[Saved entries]
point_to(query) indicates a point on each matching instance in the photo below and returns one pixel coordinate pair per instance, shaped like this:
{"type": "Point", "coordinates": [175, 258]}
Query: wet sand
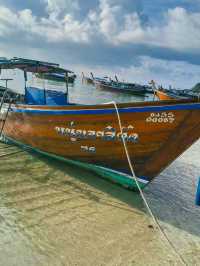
{"type": "Point", "coordinates": [55, 214]}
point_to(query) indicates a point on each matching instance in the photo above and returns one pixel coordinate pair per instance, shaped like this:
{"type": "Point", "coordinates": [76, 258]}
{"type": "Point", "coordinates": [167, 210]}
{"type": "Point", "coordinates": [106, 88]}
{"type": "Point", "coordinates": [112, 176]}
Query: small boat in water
{"type": "Point", "coordinates": [92, 136]}
{"type": "Point", "coordinates": [173, 94]}
{"type": "Point", "coordinates": [117, 86]}
{"type": "Point", "coordinates": [58, 77]}
{"type": "Point", "coordinates": [87, 80]}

Task directions
The records above must be printed exactly; the pictures stay out.

Answer to the exercise
point_to(query) indicates a point on each matching instance in the photo below and returns one pixel coordinate pair per instance, shaped like this:
{"type": "Point", "coordinates": [175, 258]}
Query: wet sand
{"type": "Point", "coordinates": [55, 214]}
point_to(query) indicates a point on each matching instance in the photo above and returns one pixel coordinate pair per instance, shaped like this:
{"type": "Point", "coordinates": [76, 258]}
{"type": "Point", "coordinates": [167, 210]}
{"type": "Point", "coordinates": [106, 88]}
{"type": "Point", "coordinates": [112, 176]}
Query: small boat in water
{"type": "Point", "coordinates": [92, 136]}
{"type": "Point", "coordinates": [173, 94]}
{"type": "Point", "coordinates": [117, 86]}
{"type": "Point", "coordinates": [58, 77]}
{"type": "Point", "coordinates": [87, 80]}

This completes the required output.